__ASSIGNMENT__.
List each line of the data that holds the word "cloud".

***** INPUT *****

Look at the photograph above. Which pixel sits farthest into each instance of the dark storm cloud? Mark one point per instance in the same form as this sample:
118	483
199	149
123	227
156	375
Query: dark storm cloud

*****

__SOLUTION FOR THIS EXERCISE__.
Look at the photograph above. Which pixel sits farthest into each instance of the dark storm cloud? Mark one point per instance in the same form as this sample:
Query: dark storm cloud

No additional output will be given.